# [TRAVAIL À FAIRE]
Répétez toutes ces lignes à l'identique, sans en omettre une seule.

# [Entrées de données enregistrées]
============

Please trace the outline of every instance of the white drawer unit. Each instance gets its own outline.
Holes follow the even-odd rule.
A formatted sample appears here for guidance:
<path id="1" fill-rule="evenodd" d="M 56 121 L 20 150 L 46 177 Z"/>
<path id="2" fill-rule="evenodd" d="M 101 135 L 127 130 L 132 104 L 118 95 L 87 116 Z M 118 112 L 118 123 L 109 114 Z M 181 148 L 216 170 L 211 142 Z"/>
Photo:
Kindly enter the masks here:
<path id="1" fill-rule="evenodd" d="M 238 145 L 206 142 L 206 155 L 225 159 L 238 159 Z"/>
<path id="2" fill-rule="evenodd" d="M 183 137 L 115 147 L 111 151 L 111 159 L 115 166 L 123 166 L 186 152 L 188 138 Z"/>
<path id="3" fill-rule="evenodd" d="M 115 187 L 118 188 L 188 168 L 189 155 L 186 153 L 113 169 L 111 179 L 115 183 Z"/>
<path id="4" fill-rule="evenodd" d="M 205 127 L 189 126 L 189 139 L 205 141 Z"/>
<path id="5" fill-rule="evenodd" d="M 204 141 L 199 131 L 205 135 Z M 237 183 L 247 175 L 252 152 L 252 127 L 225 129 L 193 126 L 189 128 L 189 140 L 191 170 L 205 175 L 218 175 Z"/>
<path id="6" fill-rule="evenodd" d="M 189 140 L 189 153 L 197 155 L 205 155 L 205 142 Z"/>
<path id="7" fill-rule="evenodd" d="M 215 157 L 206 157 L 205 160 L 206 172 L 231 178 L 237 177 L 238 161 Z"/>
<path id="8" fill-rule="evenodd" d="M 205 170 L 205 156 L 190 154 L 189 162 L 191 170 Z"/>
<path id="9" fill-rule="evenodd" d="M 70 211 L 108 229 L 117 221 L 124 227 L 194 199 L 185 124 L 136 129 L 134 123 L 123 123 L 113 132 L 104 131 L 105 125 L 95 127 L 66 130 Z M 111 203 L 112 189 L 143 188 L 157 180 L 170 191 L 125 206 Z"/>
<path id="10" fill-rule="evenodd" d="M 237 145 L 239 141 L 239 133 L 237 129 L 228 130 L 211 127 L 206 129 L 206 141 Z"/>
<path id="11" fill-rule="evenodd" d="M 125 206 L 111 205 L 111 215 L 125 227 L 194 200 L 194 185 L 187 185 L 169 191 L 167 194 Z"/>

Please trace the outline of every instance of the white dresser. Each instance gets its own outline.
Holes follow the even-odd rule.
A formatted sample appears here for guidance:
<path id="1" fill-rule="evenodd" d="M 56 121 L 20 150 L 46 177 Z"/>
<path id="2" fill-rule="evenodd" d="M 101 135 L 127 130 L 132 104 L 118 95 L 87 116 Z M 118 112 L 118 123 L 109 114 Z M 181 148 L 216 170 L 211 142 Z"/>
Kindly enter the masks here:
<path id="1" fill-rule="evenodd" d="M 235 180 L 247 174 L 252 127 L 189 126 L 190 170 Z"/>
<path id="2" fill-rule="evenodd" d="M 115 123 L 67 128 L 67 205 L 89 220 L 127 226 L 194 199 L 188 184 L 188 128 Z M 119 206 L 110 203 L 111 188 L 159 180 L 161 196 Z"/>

============

# [RÉPONSE COMPLÈTE]
Please trace the outline of every instance of the white drawer unit. Each instance gets its own outline.
Holes follow the even-odd rule.
A formatted sample appears here for guidance:
<path id="1" fill-rule="evenodd" d="M 56 121 L 20 150 L 46 177 Z"/>
<path id="2" fill-rule="evenodd" d="M 101 135 L 127 130 L 132 104 L 118 95 L 87 116 Z M 118 112 L 118 123 L 109 114 Z M 181 148 L 216 170 L 211 142 Z"/>
Photo:
Kindly enter the masks here:
<path id="1" fill-rule="evenodd" d="M 238 145 L 206 142 L 206 155 L 225 159 L 238 159 Z"/>
<path id="2" fill-rule="evenodd" d="M 183 137 L 115 147 L 111 151 L 111 159 L 115 166 L 123 166 L 186 152 L 188 138 Z"/>
<path id="3" fill-rule="evenodd" d="M 115 187 L 118 188 L 188 168 L 189 155 L 186 153 L 113 169 L 111 179 L 115 183 Z"/>
<path id="4" fill-rule="evenodd" d="M 205 127 L 189 126 L 189 139 L 205 141 Z"/>
<path id="5" fill-rule="evenodd" d="M 204 141 L 199 131 L 205 135 Z M 237 183 L 247 175 L 252 152 L 252 127 L 225 129 L 193 126 L 189 128 L 189 140 L 191 170 L 205 175 L 218 175 Z"/>
<path id="6" fill-rule="evenodd" d="M 189 140 L 189 153 L 197 155 L 205 155 L 205 142 Z"/>
<path id="7" fill-rule="evenodd" d="M 215 157 L 206 157 L 205 160 L 206 172 L 231 178 L 237 177 L 238 161 Z"/>
<path id="8" fill-rule="evenodd" d="M 205 170 L 205 156 L 190 154 L 189 162 L 191 170 Z"/>
<path id="9" fill-rule="evenodd" d="M 70 211 L 108 229 L 117 221 L 124 227 L 194 199 L 185 124 L 136 129 L 134 123 L 123 123 L 113 132 L 104 131 L 105 125 L 95 127 L 66 130 Z M 111 203 L 112 189 L 143 188 L 157 180 L 170 191 L 125 206 Z"/>
<path id="10" fill-rule="evenodd" d="M 237 145 L 239 141 L 239 133 L 237 129 L 228 130 L 211 127 L 206 129 L 206 141 Z"/>
<path id="11" fill-rule="evenodd" d="M 125 206 L 111 205 L 111 215 L 125 227 L 194 200 L 194 185 L 187 185 L 169 191 L 167 194 Z"/>

Please trace the outline of every instance of the white dresser. Each instance gets its own outline.
Holes follow the even-odd rule.
A formatted sample appears here for guidance:
<path id="1" fill-rule="evenodd" d="M 56 121 L 20 150 L 46 177 Z"/>
<path id="2" fill-rule="evenodd" d="M 101 135 L 127 130 L 132 104 L 118 95 L 87 116 Z M 118 112 L 118 123 L 109 114 Z M 181 148 L 216 170 L 211 142 Z"/>
Kindly enter the masks here:
<path id="1" fill-rule="evenodd" d="M 235 180 L 247 174 L 252 127 L 189 126 L 190 170 Z"/>
<path id="2" fill-rule="evenodd" d="M 115 123 L 67 128 L 67 205 L 89 220 L 127 226 L 194 199 L 188 184 L 188 128 Z M 119 206 L 110 203 L 111 188 L 159 180 L 161 196 Z"/>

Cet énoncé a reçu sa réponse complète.